- **STATED PROBLEM**:
Scale everything from the start of the material down to the line containing "M 248 223 L", both ends included, and reproduce those lines with their requests. Multiply every coordinate in the answer outlines by 1.45 and round each result to the nearest whole number, with halves rounded up.
++++
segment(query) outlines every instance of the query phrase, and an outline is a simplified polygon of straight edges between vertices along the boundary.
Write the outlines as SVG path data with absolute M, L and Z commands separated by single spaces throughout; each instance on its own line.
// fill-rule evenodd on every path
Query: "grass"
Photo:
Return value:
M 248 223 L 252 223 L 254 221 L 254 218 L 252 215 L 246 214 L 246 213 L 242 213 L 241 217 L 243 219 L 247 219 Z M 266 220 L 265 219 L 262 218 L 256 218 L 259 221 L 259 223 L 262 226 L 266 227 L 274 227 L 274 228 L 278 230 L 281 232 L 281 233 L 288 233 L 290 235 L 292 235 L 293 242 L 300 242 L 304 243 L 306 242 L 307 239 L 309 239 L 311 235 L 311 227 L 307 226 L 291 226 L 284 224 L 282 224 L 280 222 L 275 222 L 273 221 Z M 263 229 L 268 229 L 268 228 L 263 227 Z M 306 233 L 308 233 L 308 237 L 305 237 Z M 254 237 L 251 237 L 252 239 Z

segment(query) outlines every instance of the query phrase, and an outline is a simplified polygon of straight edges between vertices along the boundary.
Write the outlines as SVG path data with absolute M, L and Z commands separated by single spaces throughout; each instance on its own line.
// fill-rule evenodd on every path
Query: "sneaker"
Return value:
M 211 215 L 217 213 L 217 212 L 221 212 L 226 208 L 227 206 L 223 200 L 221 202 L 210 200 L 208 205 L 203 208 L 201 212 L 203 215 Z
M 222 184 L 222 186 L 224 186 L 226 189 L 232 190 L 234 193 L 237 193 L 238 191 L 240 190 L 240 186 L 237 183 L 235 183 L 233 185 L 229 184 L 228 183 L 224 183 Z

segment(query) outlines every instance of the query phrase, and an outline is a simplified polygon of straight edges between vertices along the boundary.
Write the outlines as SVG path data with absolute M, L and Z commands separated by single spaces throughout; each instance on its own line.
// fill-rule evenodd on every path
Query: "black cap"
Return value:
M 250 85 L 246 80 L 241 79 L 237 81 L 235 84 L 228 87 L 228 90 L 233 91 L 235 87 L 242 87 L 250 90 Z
++++
- **RESULT FOR THIS TASK**:
segment(query) outlines every instance of the query phrase, and an outline is a simplified polygon of straight edges between vertices along the boundary.
Write the outlines as SVG path data with absolute M, L and Z commands separated by single spaces throughout; each instance on its own line.
// fill-rule evenodd on every path
Query: "grass"
Photo:
Return value:
M 360 323 L 365 323 L 368 320 L 368 316 L 365 312 L 357 310 L 357 309 L 351 309 L 349 315 L 352 318 L 358 318 Z M 386 319 L 384 318 L 380 316 L 371 316 L 376 320 L 376 323 L 380 328 L 386 329 L 397 329 L 397 331 L 403 334 L 407 336 L 407 338 L 418 338 L 421 341 L 423 341 L 425 351 L 435 351 L 441 352 L 444 351 L 445 347 L 448 347 L 451 341 L 451 329 L 445 328 L 422 328 L 412 325 L 409 325 L 406 322 L 399 322 L 396 320 Z M 381 332 L 389 332 L 389 331 L 381 329 Z M 444 338 L 447 338 L 447 344 L 442 344 Z M 368 344 L 364 344 L 365 347 Z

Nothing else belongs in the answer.